[Exercise details]
Copy everything in the data below exactly except the pictures.

(Pointing records)
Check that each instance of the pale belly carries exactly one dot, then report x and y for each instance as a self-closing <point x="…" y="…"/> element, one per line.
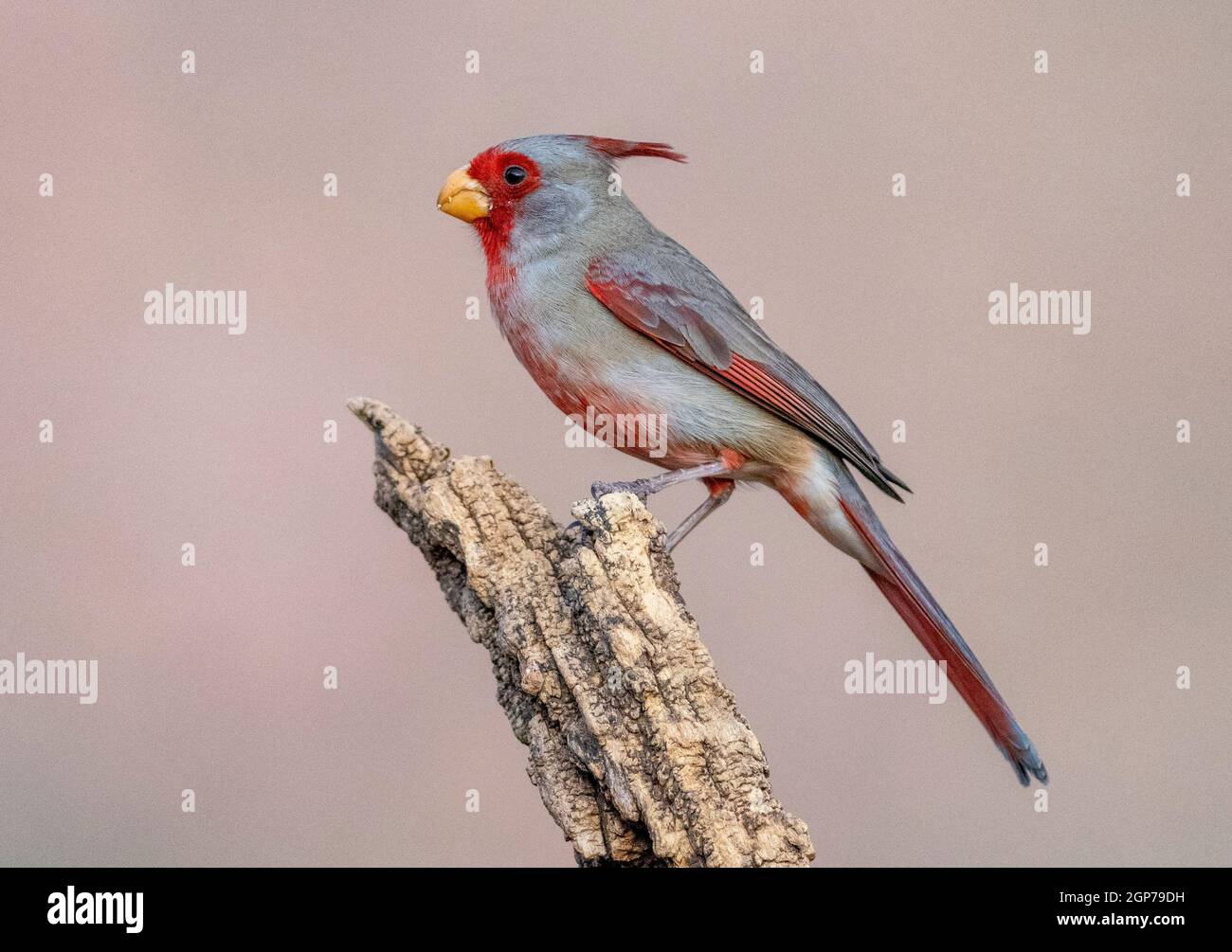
<point x="611" y="380"/>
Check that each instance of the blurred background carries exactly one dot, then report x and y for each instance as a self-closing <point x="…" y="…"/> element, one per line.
<point x="210" y="675"/>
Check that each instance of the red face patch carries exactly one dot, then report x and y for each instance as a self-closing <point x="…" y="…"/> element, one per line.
<point x="508" y="176"/>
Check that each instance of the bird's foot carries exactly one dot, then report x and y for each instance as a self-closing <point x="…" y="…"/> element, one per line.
<point x="640" y="488"/>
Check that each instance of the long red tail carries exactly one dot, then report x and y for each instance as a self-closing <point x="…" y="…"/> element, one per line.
<point x="916" y="606"/>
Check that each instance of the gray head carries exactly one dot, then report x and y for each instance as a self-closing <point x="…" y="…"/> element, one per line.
<point x="533" y="192"/>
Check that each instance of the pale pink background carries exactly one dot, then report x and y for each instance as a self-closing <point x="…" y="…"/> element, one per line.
<point x="210" y="676"/>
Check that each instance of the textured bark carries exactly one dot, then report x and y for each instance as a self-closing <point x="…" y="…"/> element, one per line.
<point x="636" y="746"/>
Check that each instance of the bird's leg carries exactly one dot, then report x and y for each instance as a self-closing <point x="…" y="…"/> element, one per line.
<point x="719" y="492"/>
<point x="643" y="488"/>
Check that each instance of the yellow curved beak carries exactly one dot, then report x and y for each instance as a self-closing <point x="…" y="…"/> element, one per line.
<point x="463" y="197"/>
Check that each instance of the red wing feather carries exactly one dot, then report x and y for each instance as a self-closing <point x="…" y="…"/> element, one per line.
<point x="685" y="309"/>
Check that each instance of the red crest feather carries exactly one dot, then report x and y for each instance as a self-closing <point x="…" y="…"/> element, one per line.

[Response]
Check that each instance of the pale belly carries exactly one dot, then report x and y for each instance as a self-closing <point x="…" y="…"/> element, one per line.
<point x="611" y="380"/>
Check that each instance of the blurred background carries exactly one dot, then report x and y for each instance as a self-closing <point x="…" y="…"/> element, one per line.
<point x="210" y="675"/>
Check that each instance of the red face patch carries exactly one dot, then report x and y for each instance as a self-closing <point x="…" y="…"/> element, one per line.
<point x="508" y="176"/>
Check that each instance of the bird's foot carries exactly one dot, then report x and y for each instance as a self-closing <point x="…" y="…"/> element, one per line.
<point x="640" y="488"/>
Check that each instance of the long red tail carries exactly one dot, then report x and y for each instance as a self-closing <point x="…" y="…"/> element, one per line.
<point x="916" y="606"/>
Check that each instance of the gray head carries exactly one dot, then report x and y for each instance as a self-closing <point x="…" y="…"/> element, one per line.
<point x="533" y="192"/>
Check that each instance of the pale pink background carries exactly one dot, then report x and y for each instance as a self-closing <point x="…" y="…"/> element, one per line.
<point x="210" y="676"/>
Check that each instance of the textured bark carries exactly one dot, then report x and y for each instance as a self-closing <point x="…" y="…"/> element, one per line.
<point x="636" y="746"/>
Check that each instance of the bird's leg carries exactly one dot, then report x and y for each instance as a self-closing <point x="…" y="…"/> element, one per line.
<point x="719" y="492"/>
<point x="643" y="488"/>
Check that each instance of the yellow curved beak carries exactly one dot, then report x and y for each instance as a self-closing <point x="…" y="…"/> element, one per line.
<point x="463" y="197"/>
Check that each instance of the red wing feather carries exactly one dot, then report x and y for each instance as a self-closing <point x="…" y="…"/> element, one per line.
<point x="685" y="309"/>
Check that each instance of the red crest feather carries exactly one dot, then report x and y for each instance as a self-closing <point x="…" y="…"/> element, one per line.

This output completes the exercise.